– Или, может быть, просто волонтеры?
– Да! Они тоже помогали искать иллюстрации. Я не называю их фамилии – они не хотят светиться. Мне помогали коллекционеры, которые могут позволить себе съездить в Москву или в Вильнюс и купить в архиве какую-то иллюстрацию. Они нашли меня сами, прочитав мои прежние книги о репрессированных и найдя в списках имена своих предков. Сам я не имел возможности съездить за границу – в Варшаву, Вильнюс, Санкт-Петербург. Тем более что в архивах за каждый шаг – плати, а мне это финансово не под силу. Я, например, несколько лет мечтаю приобрести из архива Санкт-Петербурга громадную цветную карту Минска 1898 года. Но цена ее – сотни евро за сканирование плюс накладные командировочные расходы.
– Странно, что из государственного архива до сих пор туда никто не съездил и не купил ее. Или они не знают о существовании такого раритета?
– Архив знает, но у них сегодня тоже денег нет. Знаете, какие зарплаты у работников архивов?
– Перед вашими глазами прошли сотни биографий, жизненных коллизий. Какое впечатление от минчан, наших предков, начала века? Люди как люди?

Что нужно сделать >>
**A.** Ответьте на вопросы по интервью:
(i) Какую карту и из архива какого города давно мечтает приобрести собеседник?
(ii) Как коллекционеры нашли собеседника?
(iii) Почему архив, по словам собеседника, сам не купил эту карту?
**B.** Продолжите, пожалуйста, интервью после последней реплики.
Записи для работы с интервью не понадобятся.

Фрагмент набора данных >>

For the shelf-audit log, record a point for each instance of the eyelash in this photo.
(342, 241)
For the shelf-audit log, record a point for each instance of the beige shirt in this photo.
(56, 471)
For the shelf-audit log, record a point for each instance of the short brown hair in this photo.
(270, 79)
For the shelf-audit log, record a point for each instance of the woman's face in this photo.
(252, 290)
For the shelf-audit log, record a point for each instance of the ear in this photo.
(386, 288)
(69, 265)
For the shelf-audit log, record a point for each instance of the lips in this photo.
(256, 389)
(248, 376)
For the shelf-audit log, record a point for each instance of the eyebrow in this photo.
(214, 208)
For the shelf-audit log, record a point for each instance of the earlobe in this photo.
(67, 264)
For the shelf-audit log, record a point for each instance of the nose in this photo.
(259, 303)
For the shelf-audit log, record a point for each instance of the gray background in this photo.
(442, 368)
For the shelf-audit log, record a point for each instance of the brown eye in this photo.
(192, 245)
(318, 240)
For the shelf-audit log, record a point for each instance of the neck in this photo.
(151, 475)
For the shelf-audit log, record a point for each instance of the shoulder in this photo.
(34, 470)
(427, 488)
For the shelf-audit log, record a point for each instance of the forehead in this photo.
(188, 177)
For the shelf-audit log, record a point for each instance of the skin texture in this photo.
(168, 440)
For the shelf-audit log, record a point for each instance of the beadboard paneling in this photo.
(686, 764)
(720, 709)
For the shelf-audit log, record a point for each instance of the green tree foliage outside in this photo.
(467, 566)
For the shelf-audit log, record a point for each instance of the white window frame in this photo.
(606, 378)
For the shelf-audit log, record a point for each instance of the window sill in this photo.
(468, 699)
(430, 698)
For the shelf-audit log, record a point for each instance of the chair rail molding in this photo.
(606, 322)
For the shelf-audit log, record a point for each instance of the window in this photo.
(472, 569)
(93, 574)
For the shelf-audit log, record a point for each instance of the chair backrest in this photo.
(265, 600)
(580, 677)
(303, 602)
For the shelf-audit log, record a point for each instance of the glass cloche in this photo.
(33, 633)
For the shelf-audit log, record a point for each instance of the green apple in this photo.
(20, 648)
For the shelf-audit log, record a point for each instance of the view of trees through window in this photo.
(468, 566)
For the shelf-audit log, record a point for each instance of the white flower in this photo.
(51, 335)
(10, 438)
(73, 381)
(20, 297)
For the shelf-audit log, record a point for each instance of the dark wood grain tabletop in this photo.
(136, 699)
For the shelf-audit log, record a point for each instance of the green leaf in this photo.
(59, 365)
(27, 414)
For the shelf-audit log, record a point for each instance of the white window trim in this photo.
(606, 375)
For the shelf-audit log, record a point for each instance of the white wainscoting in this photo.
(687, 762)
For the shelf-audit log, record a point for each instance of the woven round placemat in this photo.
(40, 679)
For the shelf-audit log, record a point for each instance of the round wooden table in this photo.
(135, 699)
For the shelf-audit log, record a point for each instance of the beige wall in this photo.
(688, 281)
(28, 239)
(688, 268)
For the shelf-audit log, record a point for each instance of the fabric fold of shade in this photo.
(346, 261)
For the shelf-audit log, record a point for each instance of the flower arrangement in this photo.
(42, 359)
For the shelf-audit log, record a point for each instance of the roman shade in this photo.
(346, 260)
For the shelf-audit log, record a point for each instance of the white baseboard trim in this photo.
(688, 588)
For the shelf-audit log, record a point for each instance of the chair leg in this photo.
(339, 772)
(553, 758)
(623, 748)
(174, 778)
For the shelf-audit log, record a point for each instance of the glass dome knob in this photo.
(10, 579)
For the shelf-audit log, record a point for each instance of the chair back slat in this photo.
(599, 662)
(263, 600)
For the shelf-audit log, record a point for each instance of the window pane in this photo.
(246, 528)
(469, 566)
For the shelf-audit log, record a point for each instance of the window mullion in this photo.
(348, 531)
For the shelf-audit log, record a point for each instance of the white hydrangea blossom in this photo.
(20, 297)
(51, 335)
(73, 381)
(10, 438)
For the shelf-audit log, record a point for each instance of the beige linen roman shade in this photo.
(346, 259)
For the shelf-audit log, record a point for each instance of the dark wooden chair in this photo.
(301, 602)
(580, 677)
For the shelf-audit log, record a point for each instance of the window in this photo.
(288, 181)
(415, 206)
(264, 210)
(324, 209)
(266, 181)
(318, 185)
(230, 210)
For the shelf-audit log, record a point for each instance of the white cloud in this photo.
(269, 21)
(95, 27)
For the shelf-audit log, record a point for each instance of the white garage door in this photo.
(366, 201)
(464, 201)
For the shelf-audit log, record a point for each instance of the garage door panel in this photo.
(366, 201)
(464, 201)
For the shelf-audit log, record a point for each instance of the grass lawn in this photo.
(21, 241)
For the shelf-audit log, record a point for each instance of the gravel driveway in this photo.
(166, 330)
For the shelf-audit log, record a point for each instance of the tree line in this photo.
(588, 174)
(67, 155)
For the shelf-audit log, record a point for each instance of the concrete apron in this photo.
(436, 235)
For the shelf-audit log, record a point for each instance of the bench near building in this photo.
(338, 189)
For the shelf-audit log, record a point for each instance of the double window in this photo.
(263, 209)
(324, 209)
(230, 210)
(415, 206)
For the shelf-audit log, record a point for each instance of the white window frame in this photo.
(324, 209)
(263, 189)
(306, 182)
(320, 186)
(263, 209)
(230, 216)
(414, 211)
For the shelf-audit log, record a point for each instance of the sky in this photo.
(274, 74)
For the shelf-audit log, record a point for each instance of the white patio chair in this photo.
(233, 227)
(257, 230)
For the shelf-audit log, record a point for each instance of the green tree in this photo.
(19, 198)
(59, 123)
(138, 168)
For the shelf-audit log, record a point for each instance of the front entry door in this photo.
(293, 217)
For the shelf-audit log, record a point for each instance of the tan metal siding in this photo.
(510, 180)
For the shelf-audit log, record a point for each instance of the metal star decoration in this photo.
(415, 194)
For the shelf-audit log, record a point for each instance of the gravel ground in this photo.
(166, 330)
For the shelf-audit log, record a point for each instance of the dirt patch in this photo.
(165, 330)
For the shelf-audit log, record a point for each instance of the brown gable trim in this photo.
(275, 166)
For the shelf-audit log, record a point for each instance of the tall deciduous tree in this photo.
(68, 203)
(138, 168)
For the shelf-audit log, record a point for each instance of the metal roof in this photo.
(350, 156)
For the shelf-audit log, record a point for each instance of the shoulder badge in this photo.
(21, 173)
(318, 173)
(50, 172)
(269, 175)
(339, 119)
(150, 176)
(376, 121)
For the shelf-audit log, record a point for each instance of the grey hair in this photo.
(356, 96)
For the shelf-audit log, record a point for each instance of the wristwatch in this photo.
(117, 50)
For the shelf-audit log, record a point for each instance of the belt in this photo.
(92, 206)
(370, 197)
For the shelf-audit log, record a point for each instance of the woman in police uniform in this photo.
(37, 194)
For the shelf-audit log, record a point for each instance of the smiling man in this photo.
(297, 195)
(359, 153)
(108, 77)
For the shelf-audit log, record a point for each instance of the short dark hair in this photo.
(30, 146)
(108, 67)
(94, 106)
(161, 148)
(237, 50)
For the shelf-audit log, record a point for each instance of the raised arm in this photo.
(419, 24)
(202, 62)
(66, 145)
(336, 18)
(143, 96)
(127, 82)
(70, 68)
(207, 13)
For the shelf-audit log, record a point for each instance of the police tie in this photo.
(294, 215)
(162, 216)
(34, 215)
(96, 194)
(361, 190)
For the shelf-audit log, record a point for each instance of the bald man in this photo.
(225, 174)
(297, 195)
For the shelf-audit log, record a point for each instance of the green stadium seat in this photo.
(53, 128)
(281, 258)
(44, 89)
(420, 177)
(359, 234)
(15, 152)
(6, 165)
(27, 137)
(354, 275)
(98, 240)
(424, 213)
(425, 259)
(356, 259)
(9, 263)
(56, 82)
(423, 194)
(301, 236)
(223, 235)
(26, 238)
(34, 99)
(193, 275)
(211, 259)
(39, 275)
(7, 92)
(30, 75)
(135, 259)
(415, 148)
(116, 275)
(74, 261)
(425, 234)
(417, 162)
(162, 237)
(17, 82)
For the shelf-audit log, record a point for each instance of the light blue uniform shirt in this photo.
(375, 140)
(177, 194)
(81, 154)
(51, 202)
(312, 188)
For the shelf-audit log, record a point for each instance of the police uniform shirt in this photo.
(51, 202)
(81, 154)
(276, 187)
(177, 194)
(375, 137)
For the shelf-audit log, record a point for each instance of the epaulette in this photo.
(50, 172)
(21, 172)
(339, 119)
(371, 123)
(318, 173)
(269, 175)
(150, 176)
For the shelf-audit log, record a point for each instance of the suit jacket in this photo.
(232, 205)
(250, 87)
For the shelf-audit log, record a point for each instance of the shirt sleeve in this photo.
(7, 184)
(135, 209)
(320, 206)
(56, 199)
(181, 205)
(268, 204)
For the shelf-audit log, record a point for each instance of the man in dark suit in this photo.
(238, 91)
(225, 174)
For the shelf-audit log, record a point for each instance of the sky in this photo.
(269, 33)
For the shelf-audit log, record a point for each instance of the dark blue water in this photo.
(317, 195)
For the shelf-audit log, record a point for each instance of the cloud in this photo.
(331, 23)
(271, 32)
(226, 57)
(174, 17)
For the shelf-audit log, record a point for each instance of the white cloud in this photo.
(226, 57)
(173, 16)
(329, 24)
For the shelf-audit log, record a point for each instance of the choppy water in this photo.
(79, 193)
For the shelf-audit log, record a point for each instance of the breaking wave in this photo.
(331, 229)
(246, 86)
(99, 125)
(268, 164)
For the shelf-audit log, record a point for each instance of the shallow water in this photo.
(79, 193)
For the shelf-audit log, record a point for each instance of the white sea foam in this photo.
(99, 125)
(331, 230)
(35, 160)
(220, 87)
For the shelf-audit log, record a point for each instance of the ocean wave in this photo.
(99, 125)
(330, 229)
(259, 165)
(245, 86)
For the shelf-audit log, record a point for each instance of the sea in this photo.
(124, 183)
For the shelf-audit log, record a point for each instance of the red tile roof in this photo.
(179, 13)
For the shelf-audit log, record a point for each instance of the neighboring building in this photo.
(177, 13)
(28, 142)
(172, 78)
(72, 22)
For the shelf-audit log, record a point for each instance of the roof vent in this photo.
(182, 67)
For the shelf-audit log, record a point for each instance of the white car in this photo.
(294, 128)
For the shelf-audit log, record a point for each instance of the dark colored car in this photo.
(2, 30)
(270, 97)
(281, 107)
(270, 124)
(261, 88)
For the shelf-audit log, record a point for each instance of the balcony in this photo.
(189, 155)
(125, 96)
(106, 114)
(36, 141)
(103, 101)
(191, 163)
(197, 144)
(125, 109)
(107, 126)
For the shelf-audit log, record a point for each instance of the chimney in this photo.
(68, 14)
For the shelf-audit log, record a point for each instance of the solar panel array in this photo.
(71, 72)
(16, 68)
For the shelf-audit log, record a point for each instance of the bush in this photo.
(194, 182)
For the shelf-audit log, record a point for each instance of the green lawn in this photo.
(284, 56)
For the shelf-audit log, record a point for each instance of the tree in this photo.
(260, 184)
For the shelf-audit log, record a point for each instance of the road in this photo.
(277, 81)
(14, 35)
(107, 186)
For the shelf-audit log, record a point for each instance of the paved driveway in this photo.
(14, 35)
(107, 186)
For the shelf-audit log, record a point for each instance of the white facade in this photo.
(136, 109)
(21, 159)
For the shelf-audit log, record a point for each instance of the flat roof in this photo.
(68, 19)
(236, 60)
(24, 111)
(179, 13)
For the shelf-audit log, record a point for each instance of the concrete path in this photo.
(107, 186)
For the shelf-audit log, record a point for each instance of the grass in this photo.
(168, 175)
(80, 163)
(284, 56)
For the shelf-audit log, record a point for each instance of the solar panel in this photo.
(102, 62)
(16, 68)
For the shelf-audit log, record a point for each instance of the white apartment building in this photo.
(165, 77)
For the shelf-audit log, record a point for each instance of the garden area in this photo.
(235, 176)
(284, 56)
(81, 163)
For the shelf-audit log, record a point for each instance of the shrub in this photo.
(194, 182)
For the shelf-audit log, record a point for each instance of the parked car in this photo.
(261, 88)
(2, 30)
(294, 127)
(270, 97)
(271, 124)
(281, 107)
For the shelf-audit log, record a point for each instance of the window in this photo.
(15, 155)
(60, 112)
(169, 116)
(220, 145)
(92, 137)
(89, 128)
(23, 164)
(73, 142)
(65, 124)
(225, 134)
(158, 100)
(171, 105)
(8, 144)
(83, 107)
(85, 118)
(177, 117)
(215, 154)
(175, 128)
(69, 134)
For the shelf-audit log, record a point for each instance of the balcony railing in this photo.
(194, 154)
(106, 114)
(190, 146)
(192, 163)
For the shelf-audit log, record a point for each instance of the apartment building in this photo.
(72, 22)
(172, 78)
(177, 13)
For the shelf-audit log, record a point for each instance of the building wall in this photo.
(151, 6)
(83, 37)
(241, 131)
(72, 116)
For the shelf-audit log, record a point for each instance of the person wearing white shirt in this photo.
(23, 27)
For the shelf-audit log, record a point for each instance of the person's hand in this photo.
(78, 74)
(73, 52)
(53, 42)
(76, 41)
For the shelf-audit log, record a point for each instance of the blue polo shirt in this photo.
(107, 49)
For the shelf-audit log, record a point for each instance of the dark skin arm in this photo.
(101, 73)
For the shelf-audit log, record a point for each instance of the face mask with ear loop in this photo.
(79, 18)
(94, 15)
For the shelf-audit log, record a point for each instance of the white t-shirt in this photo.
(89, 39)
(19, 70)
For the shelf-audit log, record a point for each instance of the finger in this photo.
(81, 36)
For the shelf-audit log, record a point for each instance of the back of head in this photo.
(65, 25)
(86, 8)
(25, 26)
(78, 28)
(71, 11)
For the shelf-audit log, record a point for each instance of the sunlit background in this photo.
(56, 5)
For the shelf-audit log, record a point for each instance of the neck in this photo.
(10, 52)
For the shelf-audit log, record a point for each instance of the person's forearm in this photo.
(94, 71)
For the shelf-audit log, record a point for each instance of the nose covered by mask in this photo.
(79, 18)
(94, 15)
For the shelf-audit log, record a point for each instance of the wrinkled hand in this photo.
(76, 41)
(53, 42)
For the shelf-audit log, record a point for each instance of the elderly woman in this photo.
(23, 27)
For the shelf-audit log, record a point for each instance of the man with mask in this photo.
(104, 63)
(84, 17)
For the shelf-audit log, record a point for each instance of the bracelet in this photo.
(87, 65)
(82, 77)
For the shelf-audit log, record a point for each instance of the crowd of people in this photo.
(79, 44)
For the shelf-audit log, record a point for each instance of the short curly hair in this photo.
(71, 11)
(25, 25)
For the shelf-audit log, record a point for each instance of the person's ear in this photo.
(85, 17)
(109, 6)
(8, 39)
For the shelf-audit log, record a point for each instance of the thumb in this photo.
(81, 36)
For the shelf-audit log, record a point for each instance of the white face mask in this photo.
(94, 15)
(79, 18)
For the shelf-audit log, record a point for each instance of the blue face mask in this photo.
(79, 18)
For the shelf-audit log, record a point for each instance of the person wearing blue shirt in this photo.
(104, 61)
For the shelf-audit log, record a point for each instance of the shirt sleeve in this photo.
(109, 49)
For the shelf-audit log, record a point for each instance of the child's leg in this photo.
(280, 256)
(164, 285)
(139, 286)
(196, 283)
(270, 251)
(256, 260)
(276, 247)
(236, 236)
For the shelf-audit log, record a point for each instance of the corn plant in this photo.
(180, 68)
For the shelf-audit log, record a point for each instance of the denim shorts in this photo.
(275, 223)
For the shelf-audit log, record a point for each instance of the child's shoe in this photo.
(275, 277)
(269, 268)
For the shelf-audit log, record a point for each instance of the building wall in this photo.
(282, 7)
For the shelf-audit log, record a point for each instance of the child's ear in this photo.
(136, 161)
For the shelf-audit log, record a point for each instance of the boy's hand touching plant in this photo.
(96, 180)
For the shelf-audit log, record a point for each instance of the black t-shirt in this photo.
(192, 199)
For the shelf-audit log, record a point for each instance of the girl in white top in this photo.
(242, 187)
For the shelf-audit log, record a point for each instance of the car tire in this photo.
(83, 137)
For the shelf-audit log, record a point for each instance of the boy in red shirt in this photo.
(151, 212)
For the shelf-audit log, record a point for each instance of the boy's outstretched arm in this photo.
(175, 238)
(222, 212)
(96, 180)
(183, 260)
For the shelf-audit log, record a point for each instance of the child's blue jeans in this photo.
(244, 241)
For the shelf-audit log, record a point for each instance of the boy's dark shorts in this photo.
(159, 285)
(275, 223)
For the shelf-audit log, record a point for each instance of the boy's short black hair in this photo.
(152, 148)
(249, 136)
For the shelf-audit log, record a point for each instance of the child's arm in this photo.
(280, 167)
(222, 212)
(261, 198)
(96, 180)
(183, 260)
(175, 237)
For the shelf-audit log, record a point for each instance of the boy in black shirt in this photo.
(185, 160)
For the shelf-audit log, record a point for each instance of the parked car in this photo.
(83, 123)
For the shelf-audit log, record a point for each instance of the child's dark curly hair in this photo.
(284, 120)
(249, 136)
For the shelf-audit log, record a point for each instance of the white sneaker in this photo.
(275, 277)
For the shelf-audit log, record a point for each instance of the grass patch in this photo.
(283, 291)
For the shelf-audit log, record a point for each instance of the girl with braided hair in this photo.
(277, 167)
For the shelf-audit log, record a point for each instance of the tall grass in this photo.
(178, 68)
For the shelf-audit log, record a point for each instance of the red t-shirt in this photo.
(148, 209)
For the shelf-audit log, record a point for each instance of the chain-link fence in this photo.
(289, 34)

Ожидаемые ответы >>
**A.**
(i) Громадную цветную карту Минска 1898 года из архива Санкт-Петербурга.
(ii) Они прочитали его прежние книги о репрессированных и нашли в списках имена своих предков.
(iii) У архива сегодня тоже нет денег.

**B.**
– Только история довольно сильно портила им судьбу. Вот, скажем, дом №1 по Советской – это была церковь. И здесь засветился молодой офицер НКВД Петр Григорьевич Григоренко. Он приехал в Минск выполнить партийное поручение – взорвать эту церковь. Такую работу он хорошо выполнял в Витебске, Смоленске... За взрывы церквей неплохо платили – месячную зарплату рабочего завода. Судьба его по-своему уникальна и драматична...
– Еще бы! Чтобы взорвать храм, сначала надо взорвать свое сознание…
– Паренек из деревни дослужился до генерал-майора Советской Армии. Но прошли годы, и, представьте, он стал диссидентом, потом был объявлен сумасшедшим, разжалован, заключен в Лефортово, два раза побывал в психбольнице… Григоренко в конце концов эмигрировал на Запад, в Нью-Йорк. Он оставил воспоминания.
– А к кому из жильцов улицы Советской вы испытали настоящее уважение?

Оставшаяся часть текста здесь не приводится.